_ASSIGNMENT_
Below are several entries. Transcribe exactly those lines that fall from the one with "positive clicks: (598, 381)" through the one with "box: [275, 275, 289, 279]", end lines included.

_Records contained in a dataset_
# # #
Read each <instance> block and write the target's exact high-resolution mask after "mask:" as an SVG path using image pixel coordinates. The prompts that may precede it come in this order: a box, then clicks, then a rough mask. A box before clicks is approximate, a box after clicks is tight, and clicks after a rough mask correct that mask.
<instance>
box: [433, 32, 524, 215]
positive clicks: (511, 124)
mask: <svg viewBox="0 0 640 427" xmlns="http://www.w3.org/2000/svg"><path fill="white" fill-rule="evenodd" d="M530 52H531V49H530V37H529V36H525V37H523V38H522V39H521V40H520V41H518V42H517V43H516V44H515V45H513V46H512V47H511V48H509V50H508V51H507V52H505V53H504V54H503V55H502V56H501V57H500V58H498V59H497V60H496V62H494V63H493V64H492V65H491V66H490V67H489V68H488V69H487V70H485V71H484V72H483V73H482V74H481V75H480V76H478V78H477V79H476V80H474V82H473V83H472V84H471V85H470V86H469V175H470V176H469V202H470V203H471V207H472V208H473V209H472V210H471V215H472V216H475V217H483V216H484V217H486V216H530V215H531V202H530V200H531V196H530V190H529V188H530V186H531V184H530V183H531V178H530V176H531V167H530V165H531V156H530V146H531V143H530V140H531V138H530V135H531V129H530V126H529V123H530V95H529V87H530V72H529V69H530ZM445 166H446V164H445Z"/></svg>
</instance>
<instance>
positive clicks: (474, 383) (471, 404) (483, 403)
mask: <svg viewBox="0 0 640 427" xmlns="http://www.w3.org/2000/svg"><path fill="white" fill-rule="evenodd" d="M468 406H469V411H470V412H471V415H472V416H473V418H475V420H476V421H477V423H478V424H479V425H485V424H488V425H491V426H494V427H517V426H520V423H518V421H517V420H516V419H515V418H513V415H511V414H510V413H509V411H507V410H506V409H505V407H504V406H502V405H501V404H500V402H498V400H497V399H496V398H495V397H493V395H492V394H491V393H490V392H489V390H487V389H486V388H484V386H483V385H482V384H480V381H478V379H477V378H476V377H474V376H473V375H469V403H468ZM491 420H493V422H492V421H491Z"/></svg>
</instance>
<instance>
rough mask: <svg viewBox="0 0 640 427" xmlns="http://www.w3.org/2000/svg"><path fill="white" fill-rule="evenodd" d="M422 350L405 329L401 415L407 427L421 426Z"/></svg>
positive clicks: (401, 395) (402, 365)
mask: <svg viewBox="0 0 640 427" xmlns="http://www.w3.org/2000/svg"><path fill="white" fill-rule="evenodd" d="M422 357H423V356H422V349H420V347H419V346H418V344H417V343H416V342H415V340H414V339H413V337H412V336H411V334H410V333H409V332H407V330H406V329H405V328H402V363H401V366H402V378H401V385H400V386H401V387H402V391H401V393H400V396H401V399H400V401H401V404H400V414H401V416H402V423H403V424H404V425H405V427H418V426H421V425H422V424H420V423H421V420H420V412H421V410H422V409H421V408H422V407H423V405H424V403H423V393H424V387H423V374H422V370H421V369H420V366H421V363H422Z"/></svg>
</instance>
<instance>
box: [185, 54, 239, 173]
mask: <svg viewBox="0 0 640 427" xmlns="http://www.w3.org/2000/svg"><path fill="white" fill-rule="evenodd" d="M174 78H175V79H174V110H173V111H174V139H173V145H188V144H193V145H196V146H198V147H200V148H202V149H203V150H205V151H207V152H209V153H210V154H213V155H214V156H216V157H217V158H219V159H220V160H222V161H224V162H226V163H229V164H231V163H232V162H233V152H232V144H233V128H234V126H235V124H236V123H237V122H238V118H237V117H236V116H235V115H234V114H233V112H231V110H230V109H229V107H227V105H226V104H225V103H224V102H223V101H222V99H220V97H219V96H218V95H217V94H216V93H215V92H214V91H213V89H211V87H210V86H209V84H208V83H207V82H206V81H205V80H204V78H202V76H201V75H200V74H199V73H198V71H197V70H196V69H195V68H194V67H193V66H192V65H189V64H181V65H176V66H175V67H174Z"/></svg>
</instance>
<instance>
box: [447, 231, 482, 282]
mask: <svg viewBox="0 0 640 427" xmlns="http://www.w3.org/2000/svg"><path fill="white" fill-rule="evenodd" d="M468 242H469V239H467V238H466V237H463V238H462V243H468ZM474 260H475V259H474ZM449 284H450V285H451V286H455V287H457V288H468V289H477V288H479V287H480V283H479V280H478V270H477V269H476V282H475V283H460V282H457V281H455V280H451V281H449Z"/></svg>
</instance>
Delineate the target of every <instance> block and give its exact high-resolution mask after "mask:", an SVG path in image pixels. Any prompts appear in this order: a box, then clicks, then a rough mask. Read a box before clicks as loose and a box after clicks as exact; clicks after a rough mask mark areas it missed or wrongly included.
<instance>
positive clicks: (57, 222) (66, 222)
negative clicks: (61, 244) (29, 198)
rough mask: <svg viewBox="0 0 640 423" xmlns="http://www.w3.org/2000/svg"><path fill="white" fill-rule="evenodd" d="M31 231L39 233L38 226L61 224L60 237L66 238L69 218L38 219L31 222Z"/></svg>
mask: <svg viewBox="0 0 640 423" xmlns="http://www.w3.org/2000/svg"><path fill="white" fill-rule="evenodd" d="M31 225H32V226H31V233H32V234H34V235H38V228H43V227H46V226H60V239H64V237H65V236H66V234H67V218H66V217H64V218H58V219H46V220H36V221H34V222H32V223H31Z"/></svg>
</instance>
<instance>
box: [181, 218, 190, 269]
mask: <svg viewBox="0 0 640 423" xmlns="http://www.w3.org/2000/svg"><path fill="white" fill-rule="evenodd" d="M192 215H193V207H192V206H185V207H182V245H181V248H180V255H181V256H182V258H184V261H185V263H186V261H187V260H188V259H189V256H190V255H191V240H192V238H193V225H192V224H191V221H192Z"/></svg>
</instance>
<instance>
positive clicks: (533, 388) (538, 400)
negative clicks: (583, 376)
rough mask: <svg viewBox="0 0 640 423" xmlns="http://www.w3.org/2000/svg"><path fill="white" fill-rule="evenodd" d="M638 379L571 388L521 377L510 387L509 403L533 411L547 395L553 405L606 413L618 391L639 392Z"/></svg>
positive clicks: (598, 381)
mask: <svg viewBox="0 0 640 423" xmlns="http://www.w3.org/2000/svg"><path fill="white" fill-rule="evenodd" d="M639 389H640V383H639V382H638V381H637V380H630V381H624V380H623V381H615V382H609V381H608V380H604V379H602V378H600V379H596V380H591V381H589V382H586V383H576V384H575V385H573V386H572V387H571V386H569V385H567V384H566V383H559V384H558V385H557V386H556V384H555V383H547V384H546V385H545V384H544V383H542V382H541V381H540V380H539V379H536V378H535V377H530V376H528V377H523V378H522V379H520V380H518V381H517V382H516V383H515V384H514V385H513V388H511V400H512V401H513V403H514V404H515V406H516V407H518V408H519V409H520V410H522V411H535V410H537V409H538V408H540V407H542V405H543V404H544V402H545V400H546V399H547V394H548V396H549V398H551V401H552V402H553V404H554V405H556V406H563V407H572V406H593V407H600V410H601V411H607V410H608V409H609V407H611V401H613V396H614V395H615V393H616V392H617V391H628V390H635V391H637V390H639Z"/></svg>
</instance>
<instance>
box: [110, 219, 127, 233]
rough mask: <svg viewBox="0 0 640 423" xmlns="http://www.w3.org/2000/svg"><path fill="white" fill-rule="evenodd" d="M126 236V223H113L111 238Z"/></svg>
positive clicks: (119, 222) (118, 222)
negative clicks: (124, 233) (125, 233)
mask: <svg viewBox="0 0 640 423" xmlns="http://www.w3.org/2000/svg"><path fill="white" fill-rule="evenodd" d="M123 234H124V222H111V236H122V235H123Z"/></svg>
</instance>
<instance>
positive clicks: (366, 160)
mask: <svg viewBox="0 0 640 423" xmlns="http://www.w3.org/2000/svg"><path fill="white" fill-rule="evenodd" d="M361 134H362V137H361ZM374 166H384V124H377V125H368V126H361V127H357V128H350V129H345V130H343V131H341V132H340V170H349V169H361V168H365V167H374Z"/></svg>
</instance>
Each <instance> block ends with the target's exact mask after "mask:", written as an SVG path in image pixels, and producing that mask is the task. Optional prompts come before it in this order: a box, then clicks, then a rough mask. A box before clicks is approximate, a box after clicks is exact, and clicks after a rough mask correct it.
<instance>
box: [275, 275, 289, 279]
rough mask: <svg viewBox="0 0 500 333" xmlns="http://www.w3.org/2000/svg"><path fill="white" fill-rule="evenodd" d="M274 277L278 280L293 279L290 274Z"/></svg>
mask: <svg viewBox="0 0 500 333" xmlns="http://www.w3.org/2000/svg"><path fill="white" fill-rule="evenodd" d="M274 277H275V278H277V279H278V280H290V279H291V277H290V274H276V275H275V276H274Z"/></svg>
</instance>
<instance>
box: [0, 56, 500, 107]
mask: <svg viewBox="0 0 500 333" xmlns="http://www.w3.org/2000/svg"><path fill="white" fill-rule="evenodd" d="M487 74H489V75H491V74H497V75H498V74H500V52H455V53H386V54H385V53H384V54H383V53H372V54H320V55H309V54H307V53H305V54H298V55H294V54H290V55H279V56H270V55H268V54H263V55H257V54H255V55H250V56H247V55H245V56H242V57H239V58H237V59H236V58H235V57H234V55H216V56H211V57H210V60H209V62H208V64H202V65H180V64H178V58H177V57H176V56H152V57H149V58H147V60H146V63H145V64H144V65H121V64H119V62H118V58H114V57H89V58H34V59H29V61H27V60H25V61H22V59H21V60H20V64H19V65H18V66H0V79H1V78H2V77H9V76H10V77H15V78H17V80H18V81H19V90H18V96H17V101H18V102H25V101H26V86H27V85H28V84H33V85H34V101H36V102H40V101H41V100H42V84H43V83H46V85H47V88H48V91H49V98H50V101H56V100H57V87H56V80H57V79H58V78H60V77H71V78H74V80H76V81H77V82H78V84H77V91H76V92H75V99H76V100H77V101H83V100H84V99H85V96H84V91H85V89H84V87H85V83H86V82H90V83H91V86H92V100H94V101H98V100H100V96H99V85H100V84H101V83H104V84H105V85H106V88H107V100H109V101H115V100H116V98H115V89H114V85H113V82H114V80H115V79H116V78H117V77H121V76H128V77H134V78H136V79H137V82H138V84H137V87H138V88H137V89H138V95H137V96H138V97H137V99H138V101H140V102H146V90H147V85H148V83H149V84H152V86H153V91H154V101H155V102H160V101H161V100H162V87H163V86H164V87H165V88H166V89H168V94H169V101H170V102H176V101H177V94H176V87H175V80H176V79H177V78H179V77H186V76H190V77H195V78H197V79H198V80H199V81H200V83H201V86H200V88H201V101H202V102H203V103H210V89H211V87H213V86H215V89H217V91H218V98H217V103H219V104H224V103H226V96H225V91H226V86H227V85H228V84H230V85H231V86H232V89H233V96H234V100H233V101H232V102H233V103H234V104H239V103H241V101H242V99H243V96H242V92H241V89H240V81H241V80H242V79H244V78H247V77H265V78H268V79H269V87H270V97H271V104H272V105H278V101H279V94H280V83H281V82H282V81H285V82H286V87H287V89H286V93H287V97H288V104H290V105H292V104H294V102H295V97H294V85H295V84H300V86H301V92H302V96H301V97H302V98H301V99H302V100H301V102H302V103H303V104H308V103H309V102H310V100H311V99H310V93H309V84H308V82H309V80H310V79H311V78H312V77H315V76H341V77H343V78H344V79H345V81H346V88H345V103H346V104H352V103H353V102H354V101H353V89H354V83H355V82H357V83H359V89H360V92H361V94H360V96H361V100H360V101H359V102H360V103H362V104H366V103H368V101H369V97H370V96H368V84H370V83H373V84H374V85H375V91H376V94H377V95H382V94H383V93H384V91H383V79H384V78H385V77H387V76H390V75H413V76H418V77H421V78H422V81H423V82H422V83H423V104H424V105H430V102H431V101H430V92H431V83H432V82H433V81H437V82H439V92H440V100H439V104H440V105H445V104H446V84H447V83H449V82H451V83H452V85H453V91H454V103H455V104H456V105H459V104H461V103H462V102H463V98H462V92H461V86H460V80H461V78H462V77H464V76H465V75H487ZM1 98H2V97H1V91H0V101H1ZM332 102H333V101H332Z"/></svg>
# # #
_TASK OUTPUT_
positive clicks: (598, 381)
mask: <svg viewBox="0 0 640 423" xmlns="http://www.w3.org/2000/svg"><path fill="white" fill-rule="evenodd" d="M639 389H640V383H639V382H638V381H637V380H630V381H624V380H623V381H615V382H609V381H608V380H604V379H602V378H600V379H596V380H591V381H589V382H586V383H576V384H575V385H573V386H572V387H571V386H569V385H567V384H566V383H559V384H558V385H557V386H556V384H555V383H547V384H546V385H545V384H544V383H542V382H541V381H540V380H539V379H536V378H535V377H530V376H528V377H523V378H522V379H520V380H518V381H517V382H516V383H515V384H514V385H513V388H511V400H512V401H513V403H514V404H515V406H516V407H518V408H519V409H520V410H522V411H535V410H537V409H538V408H540V407H542V405H543V404H544V402H545V400H546V399H547V394H548V396H549V398H551V401H552V402H553V404H554V405H556V406H563V407H572V406H593V407H600V410H601V411H607V410H608V409H609V407H611V401H613V396H614V395H615V393H616V392H617V391H628V390H635V391H637V390H639Z"/></svg>
</instance>
<instance>
box: [110, 219, 127, 233]
rough mask: <svg viewBox="0 0 640 423" xmlns="http://www.w3.org/2000/svg"><path fill="white" fill-rule="evenodd" d="M126 236V223H113L111 238Z"/></svg>
positive clicks: (119, 222) (118, 222)
negative clicks: (124, 233) (125, 233)
mask: <svg viewBox="0 0 640 423" xmlns="http://www.w3.org/2000/svg"><path fill="white" fill-rule="evenodd" d="M123 234H124V222H111V236H122V235H123Z"/></svg>
</instance>
<instance>
positive clicks: (366, 160)
mask: <svg viewBox="0 0 640 423" xmlns="http://www.w3.org/2000/svg"><path fill="white" fill-rule="evenodd" d="M361 134H362V137H361ZM374 166H384V124H377V125H368V126H361V127H357V128H350V129H345V130H343V131H341V132H340V170H349V169H361V168H365V167H374Z"/></svg>
</instance>
Each <instance> block ends with the target's exact mask after "mask:", written as an SVG path in image pixels, and producing that mask is the task. Optional prompts come before it in this order: a box, then clicks, then a rough mask. A box before clicks is approximate, a box after clicks is exact, and clicks after a rough mask correct it.
<instance>
box: [275, 275, 289, 279]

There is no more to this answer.